• What the task asks:
Can you copy every line of the material below word for word, with no changes?

• Dataset:
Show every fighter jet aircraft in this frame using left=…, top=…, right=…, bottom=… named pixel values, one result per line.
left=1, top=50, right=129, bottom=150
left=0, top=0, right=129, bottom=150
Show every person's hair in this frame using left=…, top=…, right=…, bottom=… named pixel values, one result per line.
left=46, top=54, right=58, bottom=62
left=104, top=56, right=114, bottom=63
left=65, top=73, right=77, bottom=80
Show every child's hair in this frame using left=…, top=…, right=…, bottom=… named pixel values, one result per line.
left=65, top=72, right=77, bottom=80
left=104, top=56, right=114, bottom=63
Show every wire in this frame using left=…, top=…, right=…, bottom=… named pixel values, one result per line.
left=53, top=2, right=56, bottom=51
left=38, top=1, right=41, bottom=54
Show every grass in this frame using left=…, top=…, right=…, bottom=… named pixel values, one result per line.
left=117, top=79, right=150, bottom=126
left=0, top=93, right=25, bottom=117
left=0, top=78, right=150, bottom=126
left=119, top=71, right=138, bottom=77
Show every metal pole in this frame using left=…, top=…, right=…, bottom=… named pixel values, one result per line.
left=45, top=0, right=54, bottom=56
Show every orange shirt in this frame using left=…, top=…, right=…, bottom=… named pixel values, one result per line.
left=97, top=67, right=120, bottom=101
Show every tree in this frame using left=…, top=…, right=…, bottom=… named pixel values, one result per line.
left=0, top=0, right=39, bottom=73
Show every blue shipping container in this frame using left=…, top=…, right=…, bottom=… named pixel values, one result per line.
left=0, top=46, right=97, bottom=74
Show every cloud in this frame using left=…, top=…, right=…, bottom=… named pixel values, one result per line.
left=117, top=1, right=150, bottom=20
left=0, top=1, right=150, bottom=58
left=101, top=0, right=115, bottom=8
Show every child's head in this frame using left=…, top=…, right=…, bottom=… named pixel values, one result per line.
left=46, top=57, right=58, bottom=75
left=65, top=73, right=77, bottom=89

• Answer to the problem:
Show every fighter jet aircraft in this frame using left=…, top=…, right=…, bottom=… named pixel values, one result per line.
left=1, top=50, right=129, bottom=150
left=0, top=0, right=129, bottom=150
Show every person's hair in this frame using left=…, top=…, right=…, bottom=… named pixel values, one result per line.
left=46, top=54, right=58, bottom=62
left=104, top=56, right=114, bottom=63
left=65, top=73, right=77, bottom=80
Show every child's hair in this frame using left=…, top=…, right=…, bottom=… named pixel values, one result per line.
left=65, top=72, right=77, bottom=80
left=104, top=56, right=114, bottom=63
Show every wire in this frame using left=…, top=…, right=…, bottom=… named pixel values, one result per line.
left=53, top=2, right=56, bottom=51
left=38, top=1, right=41, bottom=54
Show every grass in this frame using left=…, top=…, right=…, bottom=… named pixel values, one result per line.
left=117, top=79, right=150, bottom=126
left=0, top=93, right=25, bottom=117
left=0, top=78, right=150, bottom=126
left=119, top=71, right=138, bottom=77
Show every metal pole in this frame using left=…, top=…, right=…, bottom=… named pixel values, one result per line.
left=45, top=0, right=54, bottom=56
Show every orange shirt in this frame using left=…, top=…, right=…, bottom=… named pixel values, one result per line.
left=97, top=67, right=120, bottom=101
Show every tree in this frame using left=…, top=…, right=…, bottom=… named pixel values, one result per line.
left=0, top=0, right=39, bottom=73
Show every blue shipping container in this frame using left=…, top=…, right=…, bottom=… named pixel values, one result per line.
left=0, top=46, right=97, bottom=74
Show every cloud in this frame using left=…, top=…, right=…, bottom=… named pixel values, one result per line.
left=117, top=1, right=150, bottom=20
left=0, top=1, right=150, bottom=58
left=101, top=0, right=115, bottom=8
Show every child's head in this frame using left=…, top=…, right=…, bottom=… named pixel values, one result per line.
left=46, top=57, right=58, bottom=75
left=65, top=73, right=77, bottom=89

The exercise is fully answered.